- _Tarefa A_: Diga se cada frase abaixo bate com o texto, respondendo sim ou não e citando, sem mudar nada, as palavras do texto que decidem: (i) quem narra diz que queria estar na UTI; (ii) todos os que foram avisados mandaram mensagem; (iii) chegaram mensagens de apoio até de amigos que souberam por acaso.
- _Tarefa B_: Segundo o texto, para onde quem narra ficou olhando enquanto esperava as horas passarem?
- _Tarefa C_: Extraia do texto, sem alterar nada, o trecho que vai de "Fiquei lá, olhando" até "se preocupar comigo.".

- _Texto de origem_:
⁂

Fiquei lá, olhando para o teto e esperando as horas passarem. Bem que eu queria estar na UTI, tenho certeza de que lá, teria sido prontamente atendida. Mil coisas passavam por minha cabeça. Pensei na novela que foi a história dessa minha cirurgia, nos amigos que me apoiaram, que não saíram do meu lado, e até naqueles que trataram com indiferença, como se isso fosse apenas uma banalidade e eu apenas estivesse exagerando para chamar a atenção. Pensei nas inúmeras mensagens carinhosas de apoio que tinha recebido, até dos amigos que ficaram sabendo por acaso. Pensei nas mensagens que esperei receber, de alguns que fiz questão de avisar, e que, mesmo assim não recebi. Talvez eles estivessem ocupados demais para se preocupar comigo.

⁂

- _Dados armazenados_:
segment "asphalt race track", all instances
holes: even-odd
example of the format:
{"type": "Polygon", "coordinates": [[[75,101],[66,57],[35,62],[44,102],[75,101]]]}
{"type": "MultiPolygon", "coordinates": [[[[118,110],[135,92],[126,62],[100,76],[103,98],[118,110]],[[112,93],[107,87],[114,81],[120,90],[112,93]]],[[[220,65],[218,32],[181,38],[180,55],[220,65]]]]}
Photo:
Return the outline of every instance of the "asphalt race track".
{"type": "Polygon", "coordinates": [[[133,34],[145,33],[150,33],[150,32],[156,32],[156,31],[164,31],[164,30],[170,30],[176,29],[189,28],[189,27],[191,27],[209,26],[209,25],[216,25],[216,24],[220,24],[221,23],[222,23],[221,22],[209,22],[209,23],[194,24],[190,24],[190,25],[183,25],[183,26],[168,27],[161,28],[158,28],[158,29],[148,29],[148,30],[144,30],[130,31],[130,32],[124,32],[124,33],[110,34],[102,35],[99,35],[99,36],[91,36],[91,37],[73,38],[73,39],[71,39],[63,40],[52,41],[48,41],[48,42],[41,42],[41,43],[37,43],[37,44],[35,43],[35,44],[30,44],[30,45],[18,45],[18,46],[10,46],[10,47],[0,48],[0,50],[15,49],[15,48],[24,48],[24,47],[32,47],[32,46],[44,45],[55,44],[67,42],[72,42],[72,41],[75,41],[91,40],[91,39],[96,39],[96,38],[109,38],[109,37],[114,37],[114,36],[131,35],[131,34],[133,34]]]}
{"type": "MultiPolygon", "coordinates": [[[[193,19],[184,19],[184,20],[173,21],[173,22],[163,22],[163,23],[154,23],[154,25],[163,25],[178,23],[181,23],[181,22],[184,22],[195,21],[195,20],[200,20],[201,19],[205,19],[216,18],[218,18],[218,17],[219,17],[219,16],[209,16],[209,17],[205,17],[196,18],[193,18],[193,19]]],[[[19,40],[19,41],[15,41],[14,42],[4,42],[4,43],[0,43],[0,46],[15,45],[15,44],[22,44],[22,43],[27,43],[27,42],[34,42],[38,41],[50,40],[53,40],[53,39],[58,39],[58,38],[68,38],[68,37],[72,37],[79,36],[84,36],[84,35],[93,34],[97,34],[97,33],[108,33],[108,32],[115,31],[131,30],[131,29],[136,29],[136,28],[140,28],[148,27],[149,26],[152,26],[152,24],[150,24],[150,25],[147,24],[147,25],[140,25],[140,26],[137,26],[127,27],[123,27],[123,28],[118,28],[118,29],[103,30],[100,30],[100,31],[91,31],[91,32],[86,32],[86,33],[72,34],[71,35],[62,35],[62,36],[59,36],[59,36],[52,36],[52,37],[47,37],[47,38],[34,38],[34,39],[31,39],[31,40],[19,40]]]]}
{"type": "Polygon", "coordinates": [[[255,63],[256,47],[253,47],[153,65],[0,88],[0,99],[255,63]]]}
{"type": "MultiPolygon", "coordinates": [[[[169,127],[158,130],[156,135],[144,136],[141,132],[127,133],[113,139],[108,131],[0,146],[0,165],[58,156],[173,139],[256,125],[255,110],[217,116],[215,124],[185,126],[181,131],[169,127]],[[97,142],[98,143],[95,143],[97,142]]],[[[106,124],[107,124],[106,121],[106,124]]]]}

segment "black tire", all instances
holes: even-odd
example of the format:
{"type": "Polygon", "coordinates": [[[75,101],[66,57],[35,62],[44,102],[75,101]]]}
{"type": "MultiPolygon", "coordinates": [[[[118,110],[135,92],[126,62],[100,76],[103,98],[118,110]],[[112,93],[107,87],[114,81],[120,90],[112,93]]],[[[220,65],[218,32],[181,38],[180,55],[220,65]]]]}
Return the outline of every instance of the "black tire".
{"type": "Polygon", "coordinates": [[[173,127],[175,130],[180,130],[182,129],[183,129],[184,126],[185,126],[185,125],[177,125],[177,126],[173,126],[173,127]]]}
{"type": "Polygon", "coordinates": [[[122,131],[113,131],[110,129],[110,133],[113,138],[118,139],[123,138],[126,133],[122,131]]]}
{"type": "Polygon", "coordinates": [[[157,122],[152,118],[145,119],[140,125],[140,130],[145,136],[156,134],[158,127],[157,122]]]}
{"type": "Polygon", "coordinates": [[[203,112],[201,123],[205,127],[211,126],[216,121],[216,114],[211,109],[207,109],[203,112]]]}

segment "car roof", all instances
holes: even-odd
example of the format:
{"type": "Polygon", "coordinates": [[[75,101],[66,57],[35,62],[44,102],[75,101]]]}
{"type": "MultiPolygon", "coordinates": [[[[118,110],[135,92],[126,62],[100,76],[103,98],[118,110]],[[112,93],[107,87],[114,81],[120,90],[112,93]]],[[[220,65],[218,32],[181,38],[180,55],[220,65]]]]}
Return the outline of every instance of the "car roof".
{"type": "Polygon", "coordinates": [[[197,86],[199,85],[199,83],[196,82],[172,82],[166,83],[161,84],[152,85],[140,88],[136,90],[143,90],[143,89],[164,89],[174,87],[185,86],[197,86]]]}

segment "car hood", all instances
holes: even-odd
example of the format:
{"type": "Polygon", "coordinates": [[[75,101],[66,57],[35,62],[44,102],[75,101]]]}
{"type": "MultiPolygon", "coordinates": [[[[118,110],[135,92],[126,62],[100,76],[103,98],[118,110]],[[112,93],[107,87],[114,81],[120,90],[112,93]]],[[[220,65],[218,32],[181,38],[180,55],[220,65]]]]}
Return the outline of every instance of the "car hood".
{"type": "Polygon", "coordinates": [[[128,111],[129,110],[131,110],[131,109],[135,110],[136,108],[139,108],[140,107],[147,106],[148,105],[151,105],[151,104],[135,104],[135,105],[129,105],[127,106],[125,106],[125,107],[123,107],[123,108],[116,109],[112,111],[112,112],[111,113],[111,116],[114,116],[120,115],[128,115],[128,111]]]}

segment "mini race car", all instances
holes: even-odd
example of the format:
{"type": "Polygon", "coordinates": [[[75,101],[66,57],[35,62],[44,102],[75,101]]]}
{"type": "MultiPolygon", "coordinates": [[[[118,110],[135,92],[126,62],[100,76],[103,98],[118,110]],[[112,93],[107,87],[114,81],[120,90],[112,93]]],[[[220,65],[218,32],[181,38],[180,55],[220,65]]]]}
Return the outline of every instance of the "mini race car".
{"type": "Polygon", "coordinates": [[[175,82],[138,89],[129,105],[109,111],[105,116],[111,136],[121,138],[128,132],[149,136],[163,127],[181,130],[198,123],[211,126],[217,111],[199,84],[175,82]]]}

⁂

- _Sua resposta A_:
(i) Sim: "Bem que eu queria estar na UTI".
(ii) Não: "Pensei nas mensagens que esperei receber, de alguns que fiz questão de avisar, e que, mesmo assim não recebi."
(iii) Sim: "até dos amigos que ficaram sabendo por acaso".

- _Sua resposta B_: Para o teto.

- _Sua resposta C_:
Fiquei lá, olhando para o teto e esperando as horas passarem. Bem que eu queria estar na UTI, tenho certeza de que lá, teria sido prontamente atendida. Mil coisas passavam por minha cabeça. Pensei na novela que foi a história dessa minha cirurgia, nos amigos que me apoiaram, que não saíram do meu lado, e até naqueles que trataram com indiferença, como se isso fosse apenas uma banalidade e eu apenas estivesse exagerando para chamar a atenção. Pensei nas inúmeras mensagens carinhosas de apoio que tinha recebido, até dos amigos que ficaram sabendo por acaso. Pensei nas mensagens que esperei receber, de alguns que fiz questão de avisar, e que, mesmo assim não recebi. Talvez eles estivessem ocupados demais para se preocupar comigo.